Each record beneath this line should be returned exactly as it is.

Stored data entries
::::::

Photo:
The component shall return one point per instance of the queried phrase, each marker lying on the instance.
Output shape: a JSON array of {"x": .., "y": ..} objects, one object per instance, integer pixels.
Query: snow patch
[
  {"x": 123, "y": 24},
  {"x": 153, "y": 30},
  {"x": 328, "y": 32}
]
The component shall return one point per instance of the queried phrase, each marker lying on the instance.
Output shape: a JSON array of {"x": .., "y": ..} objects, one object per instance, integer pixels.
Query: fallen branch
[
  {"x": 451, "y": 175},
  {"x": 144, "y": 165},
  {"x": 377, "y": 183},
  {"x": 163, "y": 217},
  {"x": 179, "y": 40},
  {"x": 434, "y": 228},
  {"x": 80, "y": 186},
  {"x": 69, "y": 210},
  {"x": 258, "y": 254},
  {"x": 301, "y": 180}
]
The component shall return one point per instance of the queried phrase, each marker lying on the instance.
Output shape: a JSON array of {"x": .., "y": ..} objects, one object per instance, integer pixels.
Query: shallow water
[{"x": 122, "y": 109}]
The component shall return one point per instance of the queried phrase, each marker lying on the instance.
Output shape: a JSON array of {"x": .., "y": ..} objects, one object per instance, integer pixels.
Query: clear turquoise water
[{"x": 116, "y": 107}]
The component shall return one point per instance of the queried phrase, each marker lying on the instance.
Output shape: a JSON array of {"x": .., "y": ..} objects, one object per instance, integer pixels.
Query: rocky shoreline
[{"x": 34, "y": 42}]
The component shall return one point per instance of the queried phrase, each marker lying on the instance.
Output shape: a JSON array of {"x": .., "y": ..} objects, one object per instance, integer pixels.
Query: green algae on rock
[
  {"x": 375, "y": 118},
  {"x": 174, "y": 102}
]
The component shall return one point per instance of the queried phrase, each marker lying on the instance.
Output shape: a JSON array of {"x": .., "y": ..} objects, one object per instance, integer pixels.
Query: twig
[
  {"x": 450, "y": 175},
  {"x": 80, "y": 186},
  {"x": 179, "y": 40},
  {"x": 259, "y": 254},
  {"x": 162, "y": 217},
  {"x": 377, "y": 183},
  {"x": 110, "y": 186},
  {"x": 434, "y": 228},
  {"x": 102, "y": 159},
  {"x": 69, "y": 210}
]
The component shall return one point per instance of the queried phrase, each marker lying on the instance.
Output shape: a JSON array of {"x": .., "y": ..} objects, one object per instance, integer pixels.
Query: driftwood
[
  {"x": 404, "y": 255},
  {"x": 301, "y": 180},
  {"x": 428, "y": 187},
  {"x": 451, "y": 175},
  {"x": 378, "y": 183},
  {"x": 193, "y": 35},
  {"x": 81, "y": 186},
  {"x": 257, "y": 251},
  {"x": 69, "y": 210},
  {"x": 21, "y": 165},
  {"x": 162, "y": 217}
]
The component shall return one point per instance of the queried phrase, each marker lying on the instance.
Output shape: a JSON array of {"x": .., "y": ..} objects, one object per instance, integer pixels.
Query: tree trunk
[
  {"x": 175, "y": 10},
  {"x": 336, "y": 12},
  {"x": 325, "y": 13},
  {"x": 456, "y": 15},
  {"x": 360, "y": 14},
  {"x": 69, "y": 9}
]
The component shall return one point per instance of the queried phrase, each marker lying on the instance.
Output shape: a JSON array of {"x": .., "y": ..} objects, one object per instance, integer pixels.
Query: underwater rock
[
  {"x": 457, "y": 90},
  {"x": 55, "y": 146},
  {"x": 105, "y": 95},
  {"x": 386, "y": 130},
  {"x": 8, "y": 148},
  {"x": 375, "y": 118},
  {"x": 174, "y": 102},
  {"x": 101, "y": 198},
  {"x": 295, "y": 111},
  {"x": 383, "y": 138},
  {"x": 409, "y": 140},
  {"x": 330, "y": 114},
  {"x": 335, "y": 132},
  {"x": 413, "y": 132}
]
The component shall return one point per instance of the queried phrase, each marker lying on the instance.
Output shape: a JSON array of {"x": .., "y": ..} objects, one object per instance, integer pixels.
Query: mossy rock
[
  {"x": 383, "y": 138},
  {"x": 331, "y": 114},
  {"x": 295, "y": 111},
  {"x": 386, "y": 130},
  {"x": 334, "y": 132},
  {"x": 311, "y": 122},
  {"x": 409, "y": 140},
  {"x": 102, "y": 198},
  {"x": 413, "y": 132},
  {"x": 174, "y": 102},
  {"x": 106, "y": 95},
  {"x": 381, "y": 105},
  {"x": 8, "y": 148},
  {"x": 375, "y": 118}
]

::::::

*PROBLEM SOLUTION*.
Photo:
The component shall return one point per instance of the queried phrase, each marker lying on the instance.
Output shape: a JSON array of {"x": .., "y": ..} objects, one object per instance, integer pixels.
Query: snow patch
[
  {"x": 123, "y": 24},
  {"x": 153, "y": 30},
  {"x": 328, "y": 32}
]
The component shall return one point per instance of the queried phrase, each marker lying on the instance.
Output shape: a JSON array of {"x": .., "y": ..} objects, one object per instance, integer pixels.
Query: fallen branch
[
  {"x": 451, "y": 175},
  {"x": 144, "y": 165},
  {"x": 377, "y": 183},
  {"x": 163, "y": 217},
  {"x": 179, "y": 40},
  {"x": 434, "y": 228},
  {"x": 80, "y": 186},
  {"x": 69, "y": 210},
  {"x": 258, "y": 254},
  {"x": 301, "y": 180}
]
The component shall return one point per instance of the queried phrase, each marker lying on the instance.
Output shape: a JSON array of {"x": .., "y": ..} objects, one object per instance, integer pixels.
Query: shallow water
[{"x": 122, "y": 109}]
The component shall return one point per instance of the queried phrase, each marker lying on the instance.
Output shape: a JSON array of {"x": .., "y": ..} objects, one object per instance, integer pixels.
Query: clear turquoise water
[{"x": 116, "y": 107}]
The component shall return one point per instance of the queried phrase, each marker lying on the instance.
Output shape: a JSON array of {"x": .., "y": ..} objects, one object per instance, integer pixels.
Query: rocky shoreline
[{"x": 34, "y": 42}]
The component shall return one point per instance of the queried phrase, each marker lying on the instance.
Output shape: a JSON array of {"x": .., "y": ..} objects, one object per instance, integer pixels.
Query: green algae on rock
[
  {"x": 375, "y": 118},
  {"x": 174, "y": 102}
]
The component shall return one point per instance of the queried phrase, each marker lying on the instance.
Output shape: a JSON array of {"x": .., "y": ..} objects, one object per instance, integer pixels.
Query: twig
[
  {"x": 450, "y": 175},
  {"x": 80, "y": 186},
  {"x": 179, "y": 40},
  {"x": 259, "y": 254},
  {"x": 162, "y": 217},
  {"x": 377, "y": 183},
  {"x": 110, "y": 186},
  {"x": 434, "y": 228},
  {"x": 102, "y": 159},
  {"x": 69, "y": 210}
]
The component shall return one point per instance of the queried phrase, each marker lying on the instance.
Output shape: a JSON array of {"x": .., "y": ..} objects, one object per instance, integer pixels.
Query: driftwood
[
  {"x": 404, "y": 255},
  {"x": 301, "y": 180},
  {"x": 428, "y": 187},
  {"x": 451, "y": 175},
  {"x": 378, "y": 183},
  {"x": 193, "y": 35},
  {"x": 81, "y": 186},
  {"x": 257, "y": 251},
  {"x": 69, "y": 210},
  {"x": 21, "y": 165},
  {"x": 162, "y": 217}
]
The component shall return one point per instance of the queried phrase, each marker lying on the instance.
Output shape: a JSON array of {"x": .., "y": ..} objects, one object per instance, integer pixels.
Query: tree trunk
[
  {"x": 175, "y": 10},
  {"x": 336, "y": 12},
  {"x": 325, "y": 13},
  {"x": 456, "y": 15},
  {"x": 360, "y": 14},
  {"x": 69, "y": 9}
]
The component shall return one point per instance of the queried phrase, each marker lying on the instance.
Output shape: a JSON array of {"x": .., "y": ..} objects, one object per instance, integer pixels.
Query: underwater rock
[
  {"x": 457, "y": 90},
  {"x": 55, "y": 146},
  {"x": 105, "y": 95},
  {"x": 386, "y": 130},
  {"x": 8, "y": 148},
  {"x": 375, "y": 118},
  {"x": 174, "y": 102},
  {"x": 101, "y": 198},
  {"x": 295, "y": 111},
  {"x": 383, "y": 138},
  {"x": 409, "y": 140},
  {"x": 330, "y": 114},
  {"x": 335, "y": 132},
  {"x": 413, "y": 132}
]
The component shall return one point per instance of the queried phrase, each marker lying on the instance.
Output shape: a JSON array of {"x": .., "y": ..} objects, one object per instance, integer pixels.
Query: mossy rock
[
  {"x": 383, "y": 138},
  {"x": 331, "y": 114},
  {"x": 295, "y": 111},
  {"x": 386, "y": 130},
  {"x": 334, "y": 132},
  {"x": 311, "y": 122},
  {"x": 409, "y": 140},
  {"x": 102, "y": 198},
  {"x": 413, "y": 132},
  {"x": 174, "y": 102},
  {"x": 106, "y": 95},
  {"x": 381, "y": 105},
  {"x": 8, "y": 148},
  {"x": 375, "y": 118}
]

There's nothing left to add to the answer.